*Aim of the exercise*
Rewrite the lines from the one containing "Place a point on the caramel sauce, one" through the one containing "<point>39,231</point>", inclusive, changing every "gold fork" to "silver fork" and leaving everything else as it is. Give back only those lines.

== Records for this exercise

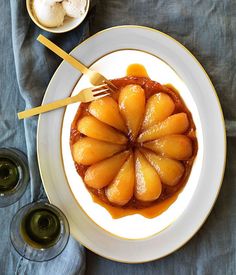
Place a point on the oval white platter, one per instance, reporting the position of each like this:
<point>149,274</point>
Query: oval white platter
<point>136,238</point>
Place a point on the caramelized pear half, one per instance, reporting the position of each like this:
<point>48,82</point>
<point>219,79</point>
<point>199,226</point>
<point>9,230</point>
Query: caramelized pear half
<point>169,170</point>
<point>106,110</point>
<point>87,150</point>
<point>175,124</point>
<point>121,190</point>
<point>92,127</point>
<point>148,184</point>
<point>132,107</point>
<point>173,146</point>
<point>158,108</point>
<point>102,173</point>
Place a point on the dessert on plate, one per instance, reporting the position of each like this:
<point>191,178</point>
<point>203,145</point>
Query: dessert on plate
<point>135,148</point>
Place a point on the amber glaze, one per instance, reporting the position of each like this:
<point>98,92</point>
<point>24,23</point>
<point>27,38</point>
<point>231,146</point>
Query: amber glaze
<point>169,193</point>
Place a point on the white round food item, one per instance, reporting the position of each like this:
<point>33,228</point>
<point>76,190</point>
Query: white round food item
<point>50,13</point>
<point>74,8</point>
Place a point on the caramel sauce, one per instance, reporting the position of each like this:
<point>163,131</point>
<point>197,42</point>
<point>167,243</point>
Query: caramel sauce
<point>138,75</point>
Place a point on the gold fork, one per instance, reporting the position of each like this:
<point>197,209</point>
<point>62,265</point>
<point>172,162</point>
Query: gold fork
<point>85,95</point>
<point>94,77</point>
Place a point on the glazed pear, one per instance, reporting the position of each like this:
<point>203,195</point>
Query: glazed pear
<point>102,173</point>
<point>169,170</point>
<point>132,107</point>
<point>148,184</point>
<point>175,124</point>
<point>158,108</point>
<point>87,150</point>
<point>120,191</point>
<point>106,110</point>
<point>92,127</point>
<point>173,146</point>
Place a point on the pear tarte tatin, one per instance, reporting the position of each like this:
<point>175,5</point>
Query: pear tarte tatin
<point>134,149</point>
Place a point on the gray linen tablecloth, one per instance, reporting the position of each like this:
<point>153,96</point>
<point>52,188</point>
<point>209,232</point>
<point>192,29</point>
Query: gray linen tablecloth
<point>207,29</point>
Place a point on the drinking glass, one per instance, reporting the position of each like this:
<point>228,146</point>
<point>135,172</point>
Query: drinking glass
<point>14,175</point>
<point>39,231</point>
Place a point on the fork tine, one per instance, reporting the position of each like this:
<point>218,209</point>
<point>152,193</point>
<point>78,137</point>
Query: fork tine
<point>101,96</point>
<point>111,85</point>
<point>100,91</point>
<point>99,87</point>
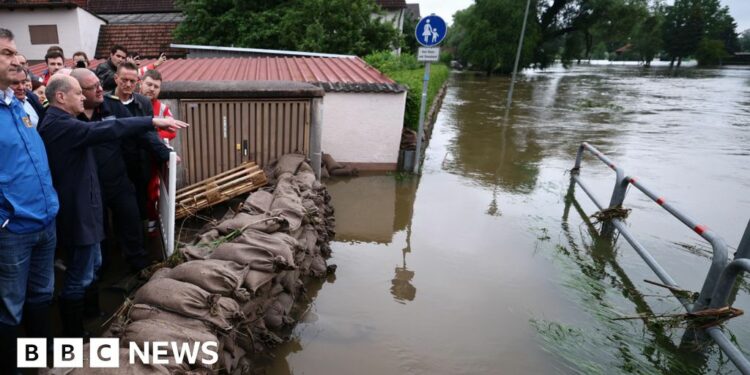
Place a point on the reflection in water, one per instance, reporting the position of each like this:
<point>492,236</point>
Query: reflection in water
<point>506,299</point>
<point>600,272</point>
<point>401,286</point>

====
== Records for this exercise

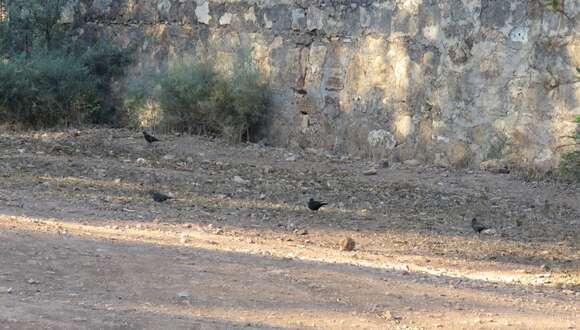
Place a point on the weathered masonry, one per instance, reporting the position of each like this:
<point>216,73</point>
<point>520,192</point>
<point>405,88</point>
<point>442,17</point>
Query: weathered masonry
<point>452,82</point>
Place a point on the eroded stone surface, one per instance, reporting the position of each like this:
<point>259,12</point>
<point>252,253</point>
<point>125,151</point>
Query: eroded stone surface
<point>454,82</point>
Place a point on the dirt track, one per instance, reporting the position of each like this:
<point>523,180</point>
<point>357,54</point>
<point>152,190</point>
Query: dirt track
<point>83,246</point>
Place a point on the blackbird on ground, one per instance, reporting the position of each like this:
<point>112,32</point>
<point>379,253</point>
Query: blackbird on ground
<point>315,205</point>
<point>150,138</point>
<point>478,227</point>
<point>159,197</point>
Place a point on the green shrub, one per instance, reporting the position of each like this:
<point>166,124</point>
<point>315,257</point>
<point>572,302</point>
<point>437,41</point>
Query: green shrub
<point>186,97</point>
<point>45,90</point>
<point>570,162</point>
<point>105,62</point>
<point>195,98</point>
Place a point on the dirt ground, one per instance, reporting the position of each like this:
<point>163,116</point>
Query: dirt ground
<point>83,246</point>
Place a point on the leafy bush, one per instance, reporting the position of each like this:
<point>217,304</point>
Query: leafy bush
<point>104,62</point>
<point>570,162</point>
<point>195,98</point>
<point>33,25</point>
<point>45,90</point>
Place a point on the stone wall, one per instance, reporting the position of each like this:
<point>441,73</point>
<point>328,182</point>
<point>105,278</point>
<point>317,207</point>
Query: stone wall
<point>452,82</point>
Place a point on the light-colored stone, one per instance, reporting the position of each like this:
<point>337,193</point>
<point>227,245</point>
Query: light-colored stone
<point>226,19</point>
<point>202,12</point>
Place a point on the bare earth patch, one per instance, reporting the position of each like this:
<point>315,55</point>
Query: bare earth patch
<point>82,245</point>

====
== Records for this exercise

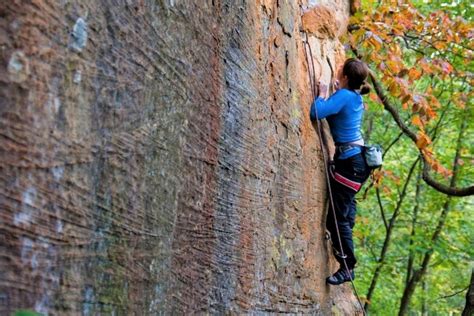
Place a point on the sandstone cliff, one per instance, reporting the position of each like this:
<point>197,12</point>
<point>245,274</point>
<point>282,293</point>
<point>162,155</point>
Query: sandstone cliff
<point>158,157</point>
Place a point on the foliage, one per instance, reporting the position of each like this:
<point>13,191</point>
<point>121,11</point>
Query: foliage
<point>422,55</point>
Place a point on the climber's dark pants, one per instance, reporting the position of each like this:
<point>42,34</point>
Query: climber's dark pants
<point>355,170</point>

====

*Final answer*
Place a point on the caramel sauce, one per instance, reporting the position of each like this:
<point>163,131</point>
<point>197,42</point>
<point>167,243</point>
Query: caramel sauce
<point>138,75</point>
Place a point on the silver fork, one per instance, reporting the position of each like this:
<point>197,209</point>
<point>62,265</point>
<point>172,162</point>
Query: silver fork
<point>85,95</point>
<point>94,77</point>
Place a point on the glazed pear, one per instance, reporting the position of each like this:
<point>203,195</point>
Query: glazed pear
<point>102,173</point>
<point>169,170</point>
<point>132,107</point>
<point>148,184</point>
<point>175,124</point>
<point>158,108</point>
<point>87,150</point>
<point>120,191</point>
<point>106,110</point>
<point>92,127</point>
<point>173,146</point>
Place a point on the pear tarte tatin, one per instance, reporting the position of each like this:
<point>175,5</point>
Query: pear tarte tatin
<point>134,149</point>
Place a point on the gray linen tablecloth, one per instance, reporting the position of each like this:
<point>153,96</point>
<point>52,188</point>
<point>209,232</point>
<point>192,29</point>
Query: gray linen tablecloth
<point>207,29</point>
Place a point on the drinking glass, one per instance, reporting the position of each like this:
<point>228,146</point>
<point>135,172</point>
Query: drinking glass
<point>14,175</point>
<point>39,231</point>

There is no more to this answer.